◆ Instructions to follow
Where the listing below has a line containing "Identify the white ceramic", output that line and all lines after it, verbatim, and no others.

◆ Exercise input
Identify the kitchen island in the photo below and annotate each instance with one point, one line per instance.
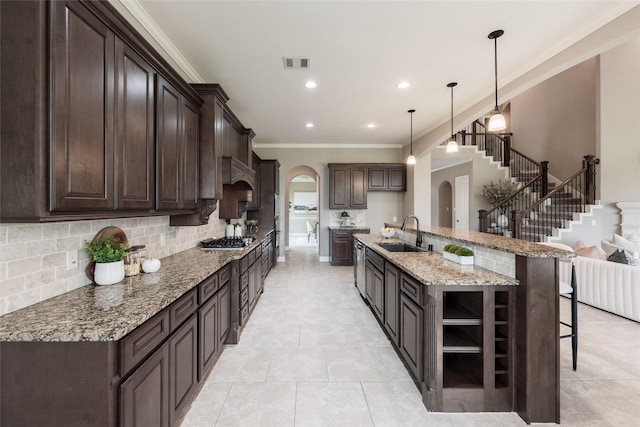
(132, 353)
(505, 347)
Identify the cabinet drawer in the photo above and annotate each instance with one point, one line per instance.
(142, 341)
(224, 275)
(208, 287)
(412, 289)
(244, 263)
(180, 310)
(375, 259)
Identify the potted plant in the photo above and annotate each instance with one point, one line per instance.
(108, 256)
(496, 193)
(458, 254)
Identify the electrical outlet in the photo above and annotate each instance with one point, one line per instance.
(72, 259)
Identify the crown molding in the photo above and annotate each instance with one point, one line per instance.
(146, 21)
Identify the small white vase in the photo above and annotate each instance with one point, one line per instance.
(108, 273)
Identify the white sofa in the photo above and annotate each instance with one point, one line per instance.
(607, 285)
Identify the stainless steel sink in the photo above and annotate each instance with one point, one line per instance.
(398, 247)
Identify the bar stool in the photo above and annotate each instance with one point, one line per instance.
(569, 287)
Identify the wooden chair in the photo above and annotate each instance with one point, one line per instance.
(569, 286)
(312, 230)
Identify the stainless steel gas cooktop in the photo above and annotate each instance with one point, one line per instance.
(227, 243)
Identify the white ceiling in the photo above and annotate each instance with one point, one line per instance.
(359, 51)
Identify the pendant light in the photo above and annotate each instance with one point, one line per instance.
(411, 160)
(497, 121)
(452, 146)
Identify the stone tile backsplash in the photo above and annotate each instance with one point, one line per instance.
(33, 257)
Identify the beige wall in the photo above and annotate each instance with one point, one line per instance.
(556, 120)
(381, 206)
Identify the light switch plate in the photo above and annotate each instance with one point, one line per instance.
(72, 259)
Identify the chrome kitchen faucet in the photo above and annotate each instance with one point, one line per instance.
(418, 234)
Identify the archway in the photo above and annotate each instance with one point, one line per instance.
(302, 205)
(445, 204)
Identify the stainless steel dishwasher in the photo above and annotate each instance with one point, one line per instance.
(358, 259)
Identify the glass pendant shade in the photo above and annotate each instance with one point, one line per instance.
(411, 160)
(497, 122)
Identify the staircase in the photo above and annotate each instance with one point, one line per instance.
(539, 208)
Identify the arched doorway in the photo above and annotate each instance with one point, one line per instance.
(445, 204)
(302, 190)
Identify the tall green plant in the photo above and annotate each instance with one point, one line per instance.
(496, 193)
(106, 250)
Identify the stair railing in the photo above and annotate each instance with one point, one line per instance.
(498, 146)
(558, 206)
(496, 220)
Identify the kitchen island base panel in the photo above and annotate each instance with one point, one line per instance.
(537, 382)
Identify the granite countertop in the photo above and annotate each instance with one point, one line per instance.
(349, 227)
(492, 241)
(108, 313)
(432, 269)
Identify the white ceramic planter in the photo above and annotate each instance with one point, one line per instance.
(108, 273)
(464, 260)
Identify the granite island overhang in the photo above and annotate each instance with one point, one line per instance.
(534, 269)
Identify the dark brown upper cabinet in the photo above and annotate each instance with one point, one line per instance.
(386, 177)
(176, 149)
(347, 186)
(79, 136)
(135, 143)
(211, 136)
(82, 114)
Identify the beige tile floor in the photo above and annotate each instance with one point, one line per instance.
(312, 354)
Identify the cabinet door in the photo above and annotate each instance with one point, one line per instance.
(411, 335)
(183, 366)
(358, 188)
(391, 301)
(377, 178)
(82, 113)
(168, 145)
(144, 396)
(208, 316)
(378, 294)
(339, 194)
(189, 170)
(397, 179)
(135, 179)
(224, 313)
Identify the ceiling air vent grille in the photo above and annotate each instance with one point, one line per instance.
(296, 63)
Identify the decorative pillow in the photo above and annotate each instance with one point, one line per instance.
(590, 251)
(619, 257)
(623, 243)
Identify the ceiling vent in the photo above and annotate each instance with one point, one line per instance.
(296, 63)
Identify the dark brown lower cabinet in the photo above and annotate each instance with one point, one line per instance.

◆ The answer
Identify the white ceramic planter in the photo above and annotate each instance with one point, one line per instance.
(108, 273)
(464, 260)
Identify the granite island overhang in the photo above and annotate each instance with one point, one line per instance.
(534, 269)
Identify the dark brown upper cabinet in the photo above and annotate each instance with one point, one line per instance.
(386, 177)
(176, 149)
(347, 186)
(79, 136)
(135, 143)
(211, 136)
(82, 114)
Identify the beige tile floor in the photo above and annotate each instance with one point, one line per instance.
(312, 354)
Identify the cabinet door in the photo above and annotate each instance with one point, one line per instance.
(411, 335)
(183, 366)
(358, 188)
(391, 301)
(377, 178)
(82, 113)
(168, 145)
(144, 396)
(208, 316)
(378, 294)
(339, 194)
(189, 170)
(397, 179)
(135, 179)
(224, 313)
Identify the ceiling air vent grille in the photo above and annotate each instance with one point, one line per instance.
(296, 63)
Identify the decorative pillow in the photo above and annotate each instance with one point, one line per instance.
(590, 251)
(619, 257)
(623, 243)
Identify the ceiling vent in the photo above and annotate each instance with one point, one line per instance.
(296, 63)
Identify the dark brown lower cabinet in the photo above and annotate each instance with one point, one line per instance.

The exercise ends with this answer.